Given passage:
--- --- ---

Information required to be delivered pursuant to clause (a), (b) or (d) of this Section shall be deemed to have been delivered if and when such information, or one or more annual or quarterly reports containing such information, shall have been posted by the Administrative Agent on DebtDomain or any similar site to which the Lenders have been granted access or shall be available on the website of the SEC at http://www.sec.gov or the website of the Borrower at http://www.keysight.com. Information required to be delivered pursuant to this Section may also be delivered by electronic communications pursuant to procedures approved by the Administrative Agent.

--- --- ---

Given data:

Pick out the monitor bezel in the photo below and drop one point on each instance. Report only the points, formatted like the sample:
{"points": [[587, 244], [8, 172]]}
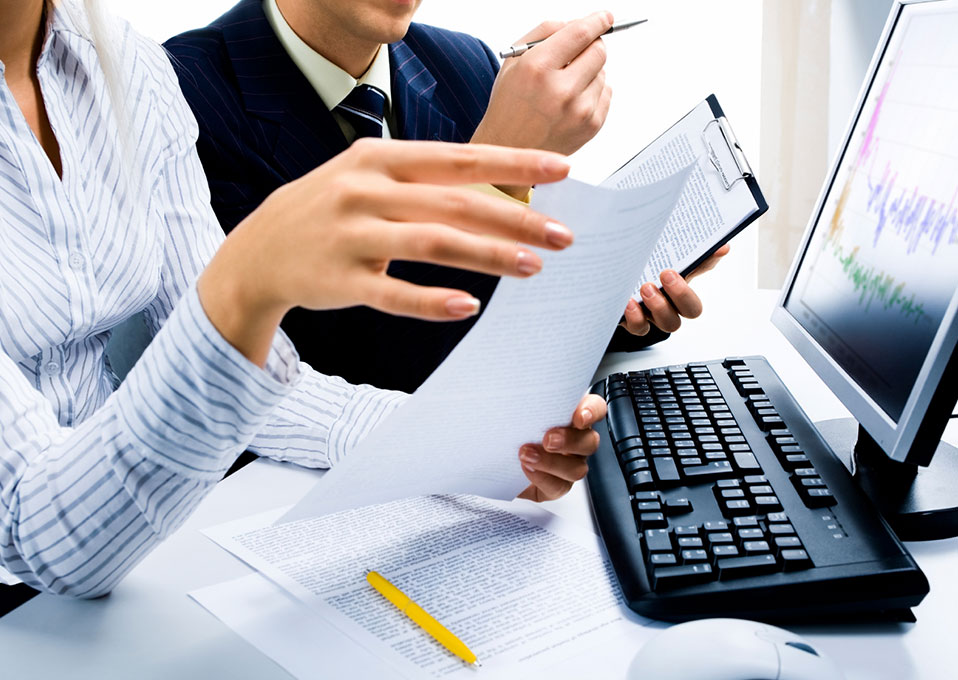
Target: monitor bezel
{"points": [[914, 438]]}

--- --- ---

Exercise tasks:
1. Rewrite the passage on delivering information, starting at "Information required to be delivered pursuant to clause" and ending at "the Administrative Agent.", with "Administrative Agent" replaced by "Paying Agent".
2. In the passage on delivering information, whose approval do the procedures for delivery by electronic communications require?
3. Continue the passage on delivering information from its final sentence.

Exercise answers:
1.
Information required to be delivered pursuant to clause (a), (b) or (d) of this Section shall be deemed to have been delivered if and when such information, or one or more annual or quarterly reports containing such information, shall have been posted by the Paying Agent on DebtDomain or any similar site to which the Lenders have been granted access or shall be available on the website of the SEC at http://www.sec.gov or the website of the Borrower at http://www.keysight.com. Information required to be delivered pursuant to this Section may also be delivered by electronic communications pursuant to procedures approved by the Paying Agent.

2. The Administrative Agent's approval.

3.
Section 5.02. Notices of Material Events. The Borrower will furnish to the Administrative Agent prompt written notice of the following:
(a) the occurrence of any Default;
(b) the filing or commencement of any action, suit or proceeding by or before any arbitrator or Governmental Authority against the Borrower or any Subsidiary that would be materially likely to have a Material Adverse Effect;
(c) the occurrence of any ERISA Event that, alone or together with any other ERISA Events that have occurred, would be materially likely to be expected to result in liability of the Borrower and the Subsidiaries in an aggregate amount exceeding US$100,000,000; and
(d) any other development that has had, or in the judgment of the Borrower would be materially likely to have, a Material Adverse Effect.
Each notice delivered under this Section shall be accompanied by a statement of a Financial Officer setting forth the details of the event or development requiring such notice (or referring to a description of such event or development in the publicly available SEC filings of the Borrower) and any action taken or proposed to be taken with respect thereto.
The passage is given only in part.